» **What the exercise asks**: Please rewrite the records below, changing every "Coords" to "Coordinates" and leaving everything else as it is.

» **Source data**:
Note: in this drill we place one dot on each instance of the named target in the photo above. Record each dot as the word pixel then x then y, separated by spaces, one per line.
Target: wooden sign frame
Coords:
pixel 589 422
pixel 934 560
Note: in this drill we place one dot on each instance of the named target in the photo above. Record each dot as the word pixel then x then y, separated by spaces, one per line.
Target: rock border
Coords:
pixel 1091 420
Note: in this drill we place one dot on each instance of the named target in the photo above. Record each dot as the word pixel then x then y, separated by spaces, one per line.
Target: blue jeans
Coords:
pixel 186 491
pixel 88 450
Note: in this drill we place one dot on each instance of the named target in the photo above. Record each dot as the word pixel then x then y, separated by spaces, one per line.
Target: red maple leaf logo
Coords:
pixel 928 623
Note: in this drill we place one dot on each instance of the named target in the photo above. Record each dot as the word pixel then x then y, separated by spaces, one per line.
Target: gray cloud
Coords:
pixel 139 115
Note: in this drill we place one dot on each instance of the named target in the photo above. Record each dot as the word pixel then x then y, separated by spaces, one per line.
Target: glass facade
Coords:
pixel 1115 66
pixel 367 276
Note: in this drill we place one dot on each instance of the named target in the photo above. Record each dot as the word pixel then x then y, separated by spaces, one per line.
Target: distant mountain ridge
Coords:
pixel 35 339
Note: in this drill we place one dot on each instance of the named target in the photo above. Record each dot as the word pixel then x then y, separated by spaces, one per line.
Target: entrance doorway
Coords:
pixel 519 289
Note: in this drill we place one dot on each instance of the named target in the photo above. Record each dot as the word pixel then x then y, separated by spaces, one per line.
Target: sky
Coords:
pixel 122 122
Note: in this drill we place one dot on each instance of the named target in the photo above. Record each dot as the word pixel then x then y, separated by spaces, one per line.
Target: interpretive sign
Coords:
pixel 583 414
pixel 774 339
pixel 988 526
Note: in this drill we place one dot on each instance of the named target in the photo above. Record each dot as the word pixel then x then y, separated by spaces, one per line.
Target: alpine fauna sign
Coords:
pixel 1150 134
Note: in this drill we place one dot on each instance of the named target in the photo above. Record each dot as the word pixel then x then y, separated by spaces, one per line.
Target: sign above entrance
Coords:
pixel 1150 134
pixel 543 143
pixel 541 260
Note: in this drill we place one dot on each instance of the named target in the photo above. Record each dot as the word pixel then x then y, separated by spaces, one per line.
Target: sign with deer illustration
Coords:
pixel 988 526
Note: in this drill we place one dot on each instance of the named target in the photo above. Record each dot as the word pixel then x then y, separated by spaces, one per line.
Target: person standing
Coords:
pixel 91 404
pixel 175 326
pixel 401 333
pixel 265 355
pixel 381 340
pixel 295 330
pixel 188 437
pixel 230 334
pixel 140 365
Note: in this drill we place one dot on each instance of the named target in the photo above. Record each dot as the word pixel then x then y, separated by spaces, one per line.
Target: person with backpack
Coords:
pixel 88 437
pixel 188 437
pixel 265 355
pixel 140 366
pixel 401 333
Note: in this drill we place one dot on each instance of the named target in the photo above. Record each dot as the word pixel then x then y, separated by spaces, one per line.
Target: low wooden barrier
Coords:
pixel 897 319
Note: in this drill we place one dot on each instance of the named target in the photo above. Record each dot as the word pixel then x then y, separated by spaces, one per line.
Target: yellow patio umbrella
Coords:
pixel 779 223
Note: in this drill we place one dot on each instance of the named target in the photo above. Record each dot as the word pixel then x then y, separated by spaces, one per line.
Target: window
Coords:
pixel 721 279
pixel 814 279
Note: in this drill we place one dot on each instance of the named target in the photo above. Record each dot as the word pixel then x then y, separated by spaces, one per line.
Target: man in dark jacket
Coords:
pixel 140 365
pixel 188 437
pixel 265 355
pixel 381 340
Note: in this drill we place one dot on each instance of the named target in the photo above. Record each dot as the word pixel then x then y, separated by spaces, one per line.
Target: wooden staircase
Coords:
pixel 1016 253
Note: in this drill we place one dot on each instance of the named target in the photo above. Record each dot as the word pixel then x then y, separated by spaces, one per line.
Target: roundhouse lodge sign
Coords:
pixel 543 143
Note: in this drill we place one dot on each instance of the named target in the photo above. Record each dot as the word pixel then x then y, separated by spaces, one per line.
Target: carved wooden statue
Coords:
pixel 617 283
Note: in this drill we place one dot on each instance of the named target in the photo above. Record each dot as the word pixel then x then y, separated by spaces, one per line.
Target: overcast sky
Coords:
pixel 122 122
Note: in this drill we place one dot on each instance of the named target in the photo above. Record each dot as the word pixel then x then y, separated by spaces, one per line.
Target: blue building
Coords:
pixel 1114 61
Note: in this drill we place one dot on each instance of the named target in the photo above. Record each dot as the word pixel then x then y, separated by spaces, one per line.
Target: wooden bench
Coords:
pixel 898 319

» **Expected output**:
Note: in this drill we place one dot on each instance of the named target in the photo above. Record each dot as the word pixel then x then y, separated by spaces, one per line.
Target: wooden sign frame
Coordinates:
pixel 589 422
pixel 934 560
Note: in this drill we place one dot on each instance of the named target in the photo above. Record each dot as the word pixel then x then y, separated by spaces, one per line.
Target: rock border
Coordinates:
pixel 1091 420
Note: in this drill we place one dot on each instance of the named target in the photo above. Record each dot as the word pixel then x then y, separated by spaces, one per line.
Target: blue jeans
Coordinates:
pixel 186 491
pixel 88 450
Note: in this drill we place one dot on each instance of the named target in the photo above. Record each dot as the word pixel then x then y, separated by spaces, one per line.
Target: red maple leaf logo
Coordinates:
pixel 928 623
Note: in this drill we place one dot on each instance of the named target in the photo above. Record each dot as the word pixel then x then y, separated by spaces, one per line.
Target: gray cloud
Coordinates:
pixel 139 115
Note: in this drill we place one dot on each instance of the named target in the photo above. Record each dot as the word pixel then x then y, separated by spaces, one per line.
Target: glass facade
Coordinates:
pixel 1115 66
pixel 367 276
Note: in this drill we place one dot on each instance of the named target in the photo above. Record each dot as the word pixel then x then y, separated by spaces, one per line.
Target: distant mountain ridge
Coordinates:
pixel 35 339
Note: in this drill we place one dot on each instance of the named target in the photo above. Record each dot as the word pixel then x then y, separated by spaces, one per line.
Target: entrance doorway
Coordinates:
pixel 519 289
Note: in this drill we place one dot on each instance of the named target in the photo above. Record each dot as the word pixel then x then y, separated by spaces, one per line.
Target: sky
Coordinates:
pixel 122 122
Note: in this drill we place one dot on each instance of the named target in the photo above. Record each dot as the word pixel then x then y, separated by spaces, one per line.
Target: interpretive sign
Coordinates:
pixel 583 414
pixel 774 339
pixel 988 526
Note: in this drill we place one dot on each instance of the named target in the photo above. Record each dot as the word pixel then x then y, separated by spaces, one per line.
Target: alpine fauna sign
Coordinates:
pixel 1150 134
Note: in this drill we place one dot on each instance of the named target in the photo above. Record each dot as the word pixel then x then y, separated by spaces, one per line.
Target: sign above entrance
Coordinates:
pixel 1150 134
pixel 543 143
pixel 541 260
Note: in this drill we place one dot on each instance of the named target in the photo above. Record each dot as the word pixel then x then y, separated by spaces, one per line.
Target: sign with deer illustration
Coordinates:
pixel 988 526
Note: in this drill we place one dot on each instance of the named target in the photo above. Record each dot as the word pixel then x then y, separated by spaces, one per line.
Target: person standing
Coordinates:
pixel 91 404
pixel 175 326
pixel 401 333
pixel 265 355
pixel 381 340
pixel 295 330
pixel 188 437
pixel 230 334
pixel 140 365
Note: in this drill we place one dot on each instance of the named target in the photo above. Record each dot as the word pixel then x then y, separated by spaces, one per line.
Target: person with backpack
Coordinates:
pixel 88 437
pixel 188 437
pixel 265 355
pixel 140 366
pixel 401 333
Note: in this drill we place one dot on each instance of the named target in the photo above. Record each dot as the word pixel then x then y, separated by spaces, one per line.
Target: low wooden barrier
Coordinates:
pixel 897 319
Note: in this drill we place one dot on each instance of the named target in the photo above. Record each dot as the word pixel then x then y, separated by spaces, one per line.
Target: yellow patio umbrella
Coordinates:
pixel 779 223
Note: in this drill we place one dot on each instance of the named target in the photo above. Record each dot as the word pixel then x then y, separated by spaces, one per line.
Target: window
Coordinates:
pixel 721 279
pixel 814 279
Note: in this drill we place one dot on each instance of the named target in the photo above. Record each dot as the word pixel then x then y, separated by spaces, one per line.
Target: man in dark jacket
Coordinates:
pixel 140 365
pixel 188 437
pixel 265 355
pixel 381 340
Note: in this drill we place one dot on each instance of the named target in the photo above. Record each dot as the word pixel then x then y, separated by spaces, one per line.
Target: wooden staircase
Coordinates:
pixel 1016 253
Note: in this drill we place one dot on each instance of the named target in the photo above. Record each dot as the word pixel then x then y, separated by spaces, one per line.
Target: roundhouse lodge sign
Coordinates:
pixel 543 143
Note: in this drill we place one dot on each instance of the named target in the photo above. Record each dot as the word pixel then x then y, separated by spaces, one per line.
Target: carved wooden statue
Coordinates:
pixel 617 283
Note: in this drill we place one dot on each instance of the named target in the photo above. Record each dot as the word pixel then x then y, separated by spaces, one per line.
Target: overcast sky
Coordinates:
pixel 122 122
Note: in this drill we place one dot on each instance of the named target in the photo above. Record each dot as the word pixel then x then y, separated by spaces, one per line.
Target: blue building
Coordinates:
pixel 1114 61
Note: in this drill we place one dot on each instance of the named target in the photo above. Record each dot as the word pixel then x then y, separated by spaces, one per line.
Target: wooden bench
Coordinates:
pixel 898 319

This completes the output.